Problem details
Reproduce every entry exactly.

Entries shown
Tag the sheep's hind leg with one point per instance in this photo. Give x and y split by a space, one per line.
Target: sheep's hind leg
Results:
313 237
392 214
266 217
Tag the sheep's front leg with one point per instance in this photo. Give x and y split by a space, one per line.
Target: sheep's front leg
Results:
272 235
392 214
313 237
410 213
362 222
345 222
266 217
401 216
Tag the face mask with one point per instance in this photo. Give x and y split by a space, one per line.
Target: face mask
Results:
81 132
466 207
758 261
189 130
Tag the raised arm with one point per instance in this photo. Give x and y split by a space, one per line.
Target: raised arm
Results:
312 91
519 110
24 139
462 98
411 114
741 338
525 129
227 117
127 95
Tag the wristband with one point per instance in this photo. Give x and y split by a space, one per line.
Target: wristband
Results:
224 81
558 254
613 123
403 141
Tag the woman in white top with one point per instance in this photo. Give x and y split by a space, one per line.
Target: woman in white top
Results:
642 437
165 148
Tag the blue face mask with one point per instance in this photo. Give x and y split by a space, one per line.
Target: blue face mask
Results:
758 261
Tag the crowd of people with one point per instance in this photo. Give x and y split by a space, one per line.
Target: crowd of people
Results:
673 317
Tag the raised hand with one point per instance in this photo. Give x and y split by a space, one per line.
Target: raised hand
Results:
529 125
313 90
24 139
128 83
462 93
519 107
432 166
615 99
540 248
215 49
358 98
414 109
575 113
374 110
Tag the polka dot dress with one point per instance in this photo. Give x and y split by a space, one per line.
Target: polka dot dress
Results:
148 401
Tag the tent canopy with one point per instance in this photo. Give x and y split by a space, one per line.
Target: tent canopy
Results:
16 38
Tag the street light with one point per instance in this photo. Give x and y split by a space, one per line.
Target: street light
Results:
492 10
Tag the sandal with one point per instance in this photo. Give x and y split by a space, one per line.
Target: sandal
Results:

Result of this exercise
Tag the sheep's hind leg with one point per instance in this photo. Give x and y split by a space, one per line.
Target: sheep's hind leg
Results:
313 237
392 214
266 217
Tag the sheep's front leg with one point per instance in this photo. Give x and y split by a space, one per line.
Target: sheep's front leg
Results:
272 235
392 214
313 237
410 213
362 222
345 222
266 217
401 216
Tag the face mask with one point per instance in this photo. Give x and y split by a space, one per line.
Target: face mask
Results:
81 132
466 207
758 261
189 130
Tag the raised arm with one point per instance in this photo. Give x and y split by a space, one per line.
Target: raised arm
Results:
312 91
519 110
24 139
462 98
411 114
741 338
525 129
227 117
127 95
Tag the wristband with one point per instance in this photo. Give x and y split by a space, one per line.
Target: wristband
Results:
224 81
558 254
613 123
403 141
Tag the woman in white top with one point per instance in this photo. Give x and y split by a space, one per line.
Target: woman in white top
Results:
642 437
165 148
Tag the blue face mask with one point per instance in this photo. Give x and y split by a space, one per line.
Target: blue face mask
Results:
758 261
Tag the crowd of people with one point per instance in this photo. Give x and y split by a space, one per line.
Target: crowd of people
Results:
673 317
Tag the raised hand with one point per instance in this photo. Give x and y split by a space, one per line.
Target: raised hand
Results:
529 125
313 90
24 139
128 83
462 93
519 107
432 166
615 99
540 248
215 49
358 98
414 109
575 113
374 110
Tag the polka dot dress with one point per instance in this photo. Give x and y split by a space, one per line.
Target: polka dot dress
Results:
148 401
Tag the tent canopy with one point per instance in this photo. Give x and y split by a space, one per line.
Target: tent canopy
Results:
16 38
Tag the street light with one point per instance in this photo. Give x and y split by a space, one per line.
Target: street light
Results:
492 10
Tag the sandal with one point per instance in this photo. Give x and y split by a space, one per line.
Target: sandal
Results:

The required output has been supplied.